Nous avons lancé plusieurs pistes. La première consiste à redonner du sens à la décision. La question du « pourquoi ? » est généralement négligée et, avec elle, la réflexion prospective. Il pourrait être intéressant de systématiser, dans la phase d'élaboration de la loi, une période incontournable consacrée à la définition de ces éléments, intégrée dans l'exposé des motifs ou une déclaration d'intentions. Cette phase de diagnostic semble indispensable. Les évaluations ex-post sont-elles suffisamment traitées et analysées avant que de nouvelles lois soient votées ? Une loi doit-elle s'accompagner d'objectifs concrets ?

L'autre piste de réflexion concerne le CESE. Cet organe, puisqu'il n'est pas soumis à la procédure législative et qu'il représente la société civile, pourrait porter les exigences du temps long. Le CESE pourrait animer le débat citoyen sur les enjeux de long terme dans la mesure où la prospective doit reposer sur une construction collective. L'ensemble des citoyens doit pouvoir s'approprier ces enjeux.

Jean-Paul BAILLY

L'enjeu de la prospective et de la décision publique constitue un sujet ancien. Dès 1998, le CESE a diffusé un rapport intitulé « Prospective, débat et décision publique » . Celui-ci partait du constat d'une crise de la décision publique et d'une carence du débat public. Nous avons tenu à affirmer l'importance du débat au niveau même du titre du rapport car la prospective et le débat public sont associés tout au long du processus de décision. Le rapport évoquait également l'idée que le CESE devienne ce lieu de débat avec la société civile. Ma conviction est qu'au-delà de la création d'un commissariat aux prérogatives nouvelles, il faut s'appuyer sur les ressources des différents acteurs existants, afin de construire une intelligence collective.

Consigne
Recopiez fidèlement le passage de l'extrait sur la prospective et la décision publique, en commençant par « Jean-Paul BAILLY » et en allant jusqu'à « une intelligence collective. ».

Données extraites
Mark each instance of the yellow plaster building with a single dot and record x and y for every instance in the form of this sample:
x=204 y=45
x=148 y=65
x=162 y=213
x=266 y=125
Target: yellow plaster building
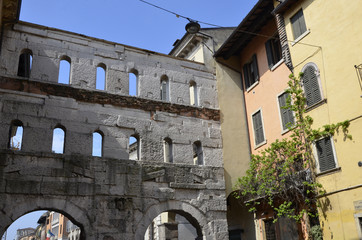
x=325 y=42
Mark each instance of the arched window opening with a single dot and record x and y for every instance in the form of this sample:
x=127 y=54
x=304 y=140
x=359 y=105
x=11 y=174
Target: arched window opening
x=167 y=150
x=164 y=88
x=64 y=70
x=193 y=94
x=133 y=83
x=172 y=225
x=97 y=150
x=16 y=135
x=25 y=63
x=198 y=154
x=58 y=140
x=42 y=224
x=134 y=148
x=101 y=77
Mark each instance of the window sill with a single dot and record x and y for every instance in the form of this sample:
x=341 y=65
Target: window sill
x=260 y=144
x=321 y=102
x=252 y=86
x=328 y=172
x=277 y=65
x=300 y=37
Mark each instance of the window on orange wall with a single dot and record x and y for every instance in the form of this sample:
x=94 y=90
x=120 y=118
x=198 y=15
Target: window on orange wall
x=251 y=72
x=273 y=51
x=259 y=137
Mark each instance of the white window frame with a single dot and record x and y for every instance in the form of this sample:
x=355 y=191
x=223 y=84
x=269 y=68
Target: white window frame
x=315 y=155
x=280 y=115
x=318 y=74
x=252 y=124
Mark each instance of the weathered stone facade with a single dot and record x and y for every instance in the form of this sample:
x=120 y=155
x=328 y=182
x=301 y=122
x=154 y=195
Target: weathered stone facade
x=109 y=197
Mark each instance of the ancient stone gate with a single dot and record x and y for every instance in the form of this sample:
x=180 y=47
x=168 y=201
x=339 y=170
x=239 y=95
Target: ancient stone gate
x=109 y=197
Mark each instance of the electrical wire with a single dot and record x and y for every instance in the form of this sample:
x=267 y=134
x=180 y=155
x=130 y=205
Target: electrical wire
x=178 y=15
x=243 y=31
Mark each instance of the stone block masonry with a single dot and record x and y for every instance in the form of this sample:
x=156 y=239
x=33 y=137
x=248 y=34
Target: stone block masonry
x=109 y=197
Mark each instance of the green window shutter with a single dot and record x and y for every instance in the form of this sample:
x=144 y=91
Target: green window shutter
x=287 y=115
x=315 y=87
x=246 y=76
x=255 y=68
x=311 y=86
x=269 y=53
x=325 y=154
x=164 y=90
x=258 y=128
x=298 y=24
x=301 y=21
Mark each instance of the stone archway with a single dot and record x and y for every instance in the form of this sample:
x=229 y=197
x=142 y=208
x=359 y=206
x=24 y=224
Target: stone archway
x=192 y=214
x=15 y=209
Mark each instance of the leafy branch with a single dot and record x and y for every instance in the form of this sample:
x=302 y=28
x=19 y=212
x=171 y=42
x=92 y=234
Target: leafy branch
x=282 y=176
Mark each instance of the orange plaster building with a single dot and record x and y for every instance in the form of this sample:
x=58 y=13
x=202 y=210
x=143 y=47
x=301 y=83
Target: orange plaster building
x=258 y=51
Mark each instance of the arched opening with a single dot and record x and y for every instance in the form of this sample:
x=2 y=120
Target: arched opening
x=168 y=150
x=133 y=83
x=198 y=153
x=42 y=224
x=97 y=149
x=173 y=225
x=101 y=77
x=193 y=93
x=134 y=148
x=164 y=88
x=64 y=70
x=16 y=135
x=25 y=63
x=58 y=140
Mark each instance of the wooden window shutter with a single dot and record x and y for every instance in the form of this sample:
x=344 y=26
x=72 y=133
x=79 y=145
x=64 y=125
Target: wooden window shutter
x=254 y=64
x=325 y=154
x=269 y=53
x=246 y=76
x=164 y=90
x=311 y=86
x=258 y=128
x=315 y=87
x=286 y=114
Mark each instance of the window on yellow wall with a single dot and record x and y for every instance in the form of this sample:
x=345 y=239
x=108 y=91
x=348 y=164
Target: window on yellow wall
x=298 y=24
x=311 y=85
x=325 y=154
x=251 y=72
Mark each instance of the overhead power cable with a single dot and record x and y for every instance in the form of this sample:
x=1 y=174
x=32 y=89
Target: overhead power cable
x=179 y=15
x=239 y=30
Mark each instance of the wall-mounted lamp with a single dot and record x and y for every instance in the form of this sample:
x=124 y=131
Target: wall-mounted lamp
x=192 y=27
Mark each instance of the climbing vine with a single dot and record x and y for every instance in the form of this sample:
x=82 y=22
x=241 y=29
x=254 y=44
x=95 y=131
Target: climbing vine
x=283 y=175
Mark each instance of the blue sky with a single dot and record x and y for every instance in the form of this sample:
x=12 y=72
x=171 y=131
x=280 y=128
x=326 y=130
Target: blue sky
x=133 y=22
x=129 y=22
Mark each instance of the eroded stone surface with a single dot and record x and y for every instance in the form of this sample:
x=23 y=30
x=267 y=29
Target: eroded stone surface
x=109 y=197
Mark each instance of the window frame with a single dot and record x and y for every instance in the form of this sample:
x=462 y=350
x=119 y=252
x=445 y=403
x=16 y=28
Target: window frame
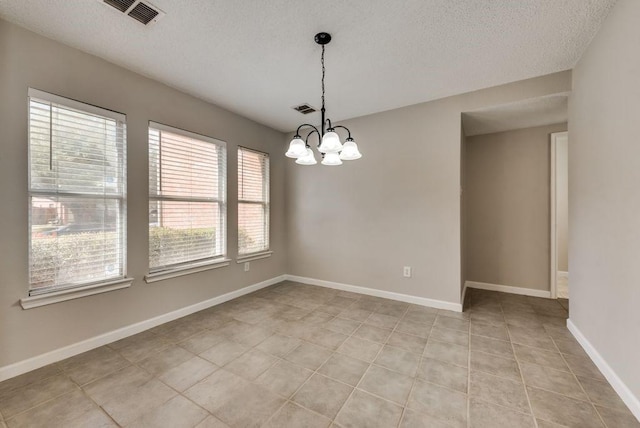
x=266 y=203
x=192 y=266
x=62 y=292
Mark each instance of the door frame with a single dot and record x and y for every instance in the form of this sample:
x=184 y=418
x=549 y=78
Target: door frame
x=553 y=275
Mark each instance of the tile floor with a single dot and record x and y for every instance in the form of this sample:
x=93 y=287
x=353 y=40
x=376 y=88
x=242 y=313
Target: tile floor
x=294 y=355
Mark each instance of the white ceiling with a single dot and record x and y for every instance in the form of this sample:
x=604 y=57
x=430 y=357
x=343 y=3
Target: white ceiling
x=522 y=114
x=259 y=59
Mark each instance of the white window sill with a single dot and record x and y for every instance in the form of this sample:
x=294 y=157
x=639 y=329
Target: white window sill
x=254 y=256
x=74 y=293
x=185 y=270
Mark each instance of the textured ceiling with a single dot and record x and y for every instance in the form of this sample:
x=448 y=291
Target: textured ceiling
x=259 y=58
x=522 y=114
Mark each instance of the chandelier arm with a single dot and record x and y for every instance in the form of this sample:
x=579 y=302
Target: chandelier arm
x=343 y=127
x=315 y=131
x=300 y=127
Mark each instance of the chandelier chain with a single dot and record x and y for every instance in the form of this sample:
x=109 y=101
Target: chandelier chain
x=323 y=71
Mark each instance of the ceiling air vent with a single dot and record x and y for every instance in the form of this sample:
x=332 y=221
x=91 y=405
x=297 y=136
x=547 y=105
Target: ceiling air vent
x=141 y=11
x=304 y=108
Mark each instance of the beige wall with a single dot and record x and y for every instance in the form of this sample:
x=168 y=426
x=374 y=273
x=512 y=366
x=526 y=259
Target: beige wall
x=562 y=203
x=604 y=200
x=399 y=205
x=507 y=211
x=28 y=60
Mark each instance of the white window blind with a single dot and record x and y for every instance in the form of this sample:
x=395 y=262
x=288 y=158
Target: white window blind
x=77 y=192
x=187 y=198
x=253 y=201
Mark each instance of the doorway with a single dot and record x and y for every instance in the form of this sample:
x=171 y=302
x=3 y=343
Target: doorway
x=559 y=216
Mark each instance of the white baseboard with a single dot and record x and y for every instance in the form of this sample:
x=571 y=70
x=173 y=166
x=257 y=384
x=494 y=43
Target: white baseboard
x=618 y=385
x=508 y=289
x=422 y=301
x=42 y=360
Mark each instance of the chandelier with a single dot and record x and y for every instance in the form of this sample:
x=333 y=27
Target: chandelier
x=332 y=150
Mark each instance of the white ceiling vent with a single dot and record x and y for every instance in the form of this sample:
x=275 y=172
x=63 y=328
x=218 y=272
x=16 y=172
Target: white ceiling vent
x=304 y=108
x=141 y=11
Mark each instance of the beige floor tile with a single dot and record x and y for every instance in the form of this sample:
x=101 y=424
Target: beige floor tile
x=492 y=364
x=374 y=334
x=447 y=352
x=215 y=390
x=563 y=410
x=284 y=378
x=28 y=378
x=212 y=422
x=444 y=374
x=292 y=416
x=69 y=410
x=251 y=364
x=123 y=409
x=441 y=403
x=224 y=352
x=323 y=395
x=187 y=374
x=583 y=366
x=93 y=365
x=202 y=341
x=413 y=419
x=570 y=347
x=449 y=335
x=121 y=383
x=615 y=418
x=342 y=325
x=326 y=338
x=250 y=406
x=18 y=400
x=361 y=349
x=601 y=393
x=176 y=413
x=497 y=390
x=308 y=355
x=365 y=410
x=415 y=328
x=382 y=321
x=165 y=360
x=398 y=359
x=143 y=347
x=407 y=342
x=484 y=415
x=278 y=345
x=387 y=384
x=488 y=330
x=456 y=324
x=552 y=380
x=536 y=338
x=343 y=368
x=542 y=357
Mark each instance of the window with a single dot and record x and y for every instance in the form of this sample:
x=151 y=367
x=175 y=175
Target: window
x=77 y=193
x=253 y=202
x=187 y=199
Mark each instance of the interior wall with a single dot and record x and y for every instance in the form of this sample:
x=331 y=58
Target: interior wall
x=562 y=203
x=604 y=201
x=508 y=201
x=29 y=60
x=399 y=205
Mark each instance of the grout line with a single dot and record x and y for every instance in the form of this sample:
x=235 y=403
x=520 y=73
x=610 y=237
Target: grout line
x=524 y=385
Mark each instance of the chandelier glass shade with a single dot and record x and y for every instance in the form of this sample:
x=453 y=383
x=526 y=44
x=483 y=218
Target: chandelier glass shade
x=332 y=150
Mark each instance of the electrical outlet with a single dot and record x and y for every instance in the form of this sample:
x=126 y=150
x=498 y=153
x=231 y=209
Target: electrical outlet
x=406 y=271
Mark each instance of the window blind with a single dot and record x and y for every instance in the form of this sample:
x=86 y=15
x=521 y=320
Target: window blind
x=187 y=198
x=253 y=201
x=77 y=192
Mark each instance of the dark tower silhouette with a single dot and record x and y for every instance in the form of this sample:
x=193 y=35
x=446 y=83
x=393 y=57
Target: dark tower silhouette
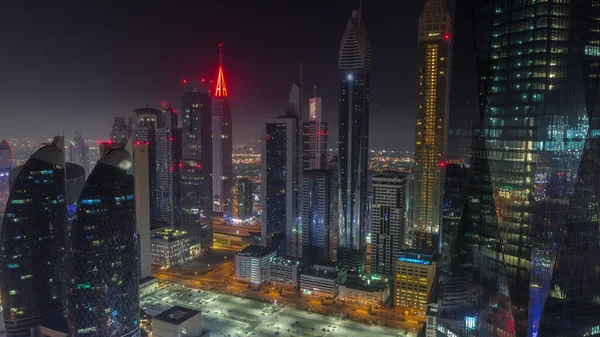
x=103 y=274
x=32 y=259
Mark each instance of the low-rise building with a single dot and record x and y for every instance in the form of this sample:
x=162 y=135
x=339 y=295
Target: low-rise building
x=367 y=292
x=178 y=322
x=170 y=247
x=322 y=280
x=251 y=264
x=413 y=281
x=285 y=272
x=148 y=285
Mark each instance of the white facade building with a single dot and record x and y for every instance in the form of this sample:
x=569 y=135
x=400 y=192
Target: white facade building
x=251 y=264
x=388 y=216
x=322 y=281
x=170 y=247
x=285 y=272
x=365 y=292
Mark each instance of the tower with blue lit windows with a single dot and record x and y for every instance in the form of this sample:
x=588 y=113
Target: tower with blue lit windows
x=354 y=68
x=34 y=233
x=103 y=281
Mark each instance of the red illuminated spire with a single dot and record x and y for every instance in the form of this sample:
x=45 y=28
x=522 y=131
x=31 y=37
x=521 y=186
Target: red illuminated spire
x=221 y=90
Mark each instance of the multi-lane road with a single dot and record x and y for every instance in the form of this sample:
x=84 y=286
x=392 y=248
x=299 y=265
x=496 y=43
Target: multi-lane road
x=229 y=316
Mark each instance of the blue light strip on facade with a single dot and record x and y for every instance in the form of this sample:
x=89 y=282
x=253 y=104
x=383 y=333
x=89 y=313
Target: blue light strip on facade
x=416 y=261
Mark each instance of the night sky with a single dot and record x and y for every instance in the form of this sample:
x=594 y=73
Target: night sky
x=67 y=67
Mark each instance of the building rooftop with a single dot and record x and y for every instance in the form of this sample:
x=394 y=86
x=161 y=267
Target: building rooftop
x=392 y=175
x=416 y=257
x=327 y=273
x=176 y=315
x=4 y=145
x=254 y=251
x=287 y=261
x=365 y=285
x=148 y=279
x=169 y=234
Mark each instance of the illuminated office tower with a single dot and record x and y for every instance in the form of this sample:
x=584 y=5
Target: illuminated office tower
x=222 y=148
x=314 y=138
x=168 y=168
x=141 y=175
x=75 y=180
x=6 y=164
x=244 y=199
x=121 y=130
x=103 y=275
x=158 y=129
x=144 y=131
x=388 y=220
x=79 y=153
x=280 y=174
x=528 y=241
x=432 y=119
x=34 y=231
x=414 y=278
x=317 y=218
x=335 y=204
x=196 y=174
x=353 y=146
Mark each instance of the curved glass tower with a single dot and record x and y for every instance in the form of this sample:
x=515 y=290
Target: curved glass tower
x=222 y=148
x=103 y=289
x=33 y=243
x=354 y=69
x=528 y=243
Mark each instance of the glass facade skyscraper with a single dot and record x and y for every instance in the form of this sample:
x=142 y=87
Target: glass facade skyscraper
x=6 y=164
x=222 y=148
x=317 y=217
x=353 y=148
x=34 y=232
x=79 y=152
x=280 y=184
x=432 y=122
x=103 y=273
x=527 y=243
x=196 y=174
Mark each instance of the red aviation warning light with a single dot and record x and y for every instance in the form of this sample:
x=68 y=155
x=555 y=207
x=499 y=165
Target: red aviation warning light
x=221 y=90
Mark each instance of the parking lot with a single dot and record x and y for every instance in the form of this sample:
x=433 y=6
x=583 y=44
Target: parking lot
x=229 y=316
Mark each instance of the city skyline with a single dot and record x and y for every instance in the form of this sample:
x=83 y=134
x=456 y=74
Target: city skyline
x=490 y=227
x=125 y=80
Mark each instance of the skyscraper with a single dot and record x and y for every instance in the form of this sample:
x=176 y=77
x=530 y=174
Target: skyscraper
x=147 y=121
x=388 y=220
x=222 y=147
x=79 y=153
x=121 y=130
x=141 y=173
x=314 y=138
x=244 y=199
x=354 y=80
x=75 y=179
x=168 y=168
x=196 y=174
x=103 y=289
x=32 y=259
x=6 y=164
x=528 y=238
x=280 y=174
x=432 y=122
x=317 y=217
x=159 y=130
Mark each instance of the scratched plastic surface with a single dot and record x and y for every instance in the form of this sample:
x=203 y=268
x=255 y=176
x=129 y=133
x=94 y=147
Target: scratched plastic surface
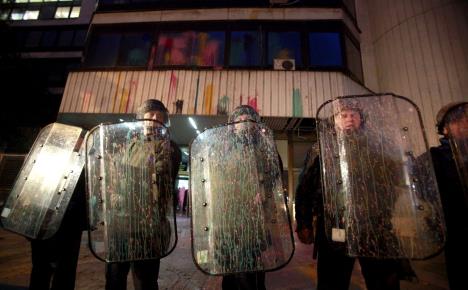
x=458 y=135
x=239 y=217
x=45 y=183
x=379 y=188
x=130 y=194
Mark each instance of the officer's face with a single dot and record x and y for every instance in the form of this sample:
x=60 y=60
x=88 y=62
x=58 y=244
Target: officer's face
x=241 y=126
x=458 y=128
x=150 y=126
x=348 y=120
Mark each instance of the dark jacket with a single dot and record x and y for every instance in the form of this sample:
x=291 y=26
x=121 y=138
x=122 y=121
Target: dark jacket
x=451 y=192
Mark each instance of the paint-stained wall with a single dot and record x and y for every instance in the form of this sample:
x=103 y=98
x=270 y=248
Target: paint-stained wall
x=206 y=92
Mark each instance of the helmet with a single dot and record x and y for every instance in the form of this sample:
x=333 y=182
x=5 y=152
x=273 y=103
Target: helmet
x=244 y=110
x=153 y=105
x=443 y=113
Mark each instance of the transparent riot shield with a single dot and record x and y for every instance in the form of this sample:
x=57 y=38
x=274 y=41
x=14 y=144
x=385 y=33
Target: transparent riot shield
x=240 y=221
x=379 y=189
x=45 y=183
x=457 y=126
x=130 y=191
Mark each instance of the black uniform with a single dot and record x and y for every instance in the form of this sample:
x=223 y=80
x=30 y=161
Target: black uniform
x=145 y=273
x=455 y=212
x=334 y=267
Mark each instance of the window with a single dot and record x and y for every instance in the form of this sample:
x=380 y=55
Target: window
x=4 y=14
x=245 y=49
x=313 y=45
x=103 y=50
x=47 y=12
x=33 y=38
x=48 y=38
x=325 y=49
x=190 y=48
x=31 y=15
x=134 y=49
x=17 y=14
x=80 y=38
x=65 y=38
x=62 y=12
x=284 y=45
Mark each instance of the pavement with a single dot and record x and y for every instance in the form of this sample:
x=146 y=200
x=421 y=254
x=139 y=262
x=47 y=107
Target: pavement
x=178 y=270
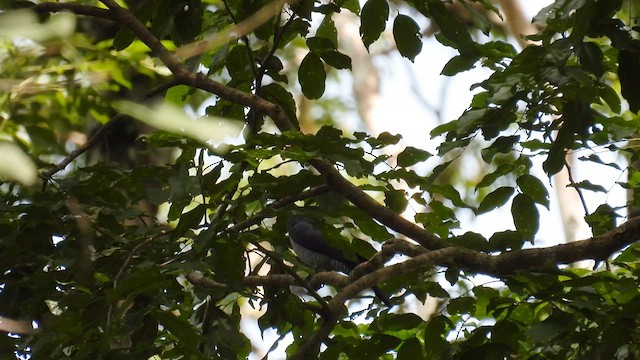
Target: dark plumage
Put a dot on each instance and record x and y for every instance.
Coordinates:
(313, 249)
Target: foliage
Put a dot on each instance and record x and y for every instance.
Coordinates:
(87, 257)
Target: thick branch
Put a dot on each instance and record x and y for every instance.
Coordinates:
(378, 211)
(74, 8)
(501, 265)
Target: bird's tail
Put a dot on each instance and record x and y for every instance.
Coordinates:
(382, 296)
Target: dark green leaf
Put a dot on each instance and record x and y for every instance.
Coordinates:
(452, 28)
(458, 64)
(588, 185)
(373, 19)
(411, 349)
(602, 220)
(525, 216)
(395, 322)
(534, 188)
(411, 156)
(396, 200)
(279, 95)
(461, 305)
(408, 38)
(312, 76)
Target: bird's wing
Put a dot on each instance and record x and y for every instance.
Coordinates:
(303, 233)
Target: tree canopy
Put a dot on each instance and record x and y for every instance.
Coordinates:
(151, 155)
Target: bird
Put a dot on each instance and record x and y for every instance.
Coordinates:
(313, 249)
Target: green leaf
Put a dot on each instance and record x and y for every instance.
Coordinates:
(123, 39)
(611, 97)
(628, 69)
(395, 322)
(15, 165)
(471, 240)
(327, 30)
(326, 49)
(458, 64)
(312, 76)
(411, 349)
(534, 188)
(502, 145)
(411, 156)
(602, 220)
(525, 216)
(408, 38)
(452, 28)
(373, 19)
(461, 305)
(179, 328)
(396, 200)
(588, 185)
(556, 325)
(276, 93)
(434, 336)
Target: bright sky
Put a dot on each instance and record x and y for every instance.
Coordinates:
(403, 112)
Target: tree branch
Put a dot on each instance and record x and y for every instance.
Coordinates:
(74, 8)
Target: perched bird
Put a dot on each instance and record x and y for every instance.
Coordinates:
(314, 250)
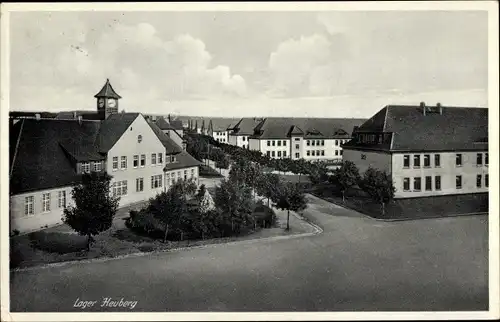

Réponse
Jean-Paul BAILLY

L'enjeu de la prospective et de la décision publique constitue un sujet ancien. Dès 1998, le CESE a diffusé un rapport intitulé « Prospective, débat et décision publique » . Celui-ci partait du constat d'une crise de la décision publique et d'une carence du débat public. Nous avons tenu à affirmer l'importance du débat au niveau même du titre du rapport car la prospective et le débat public sont associés tout au long du processus de décision. Le rapport évoquait également l'idée que le CESE devienne ce lieu de débat avec la société civile. Ma conviction est qu'au-delà de la création d'un commissariat aux prérogatives nouvelles, il faut s'appuyer sur les ressources des différents acteurs existants, afin de construire une intelligence collective.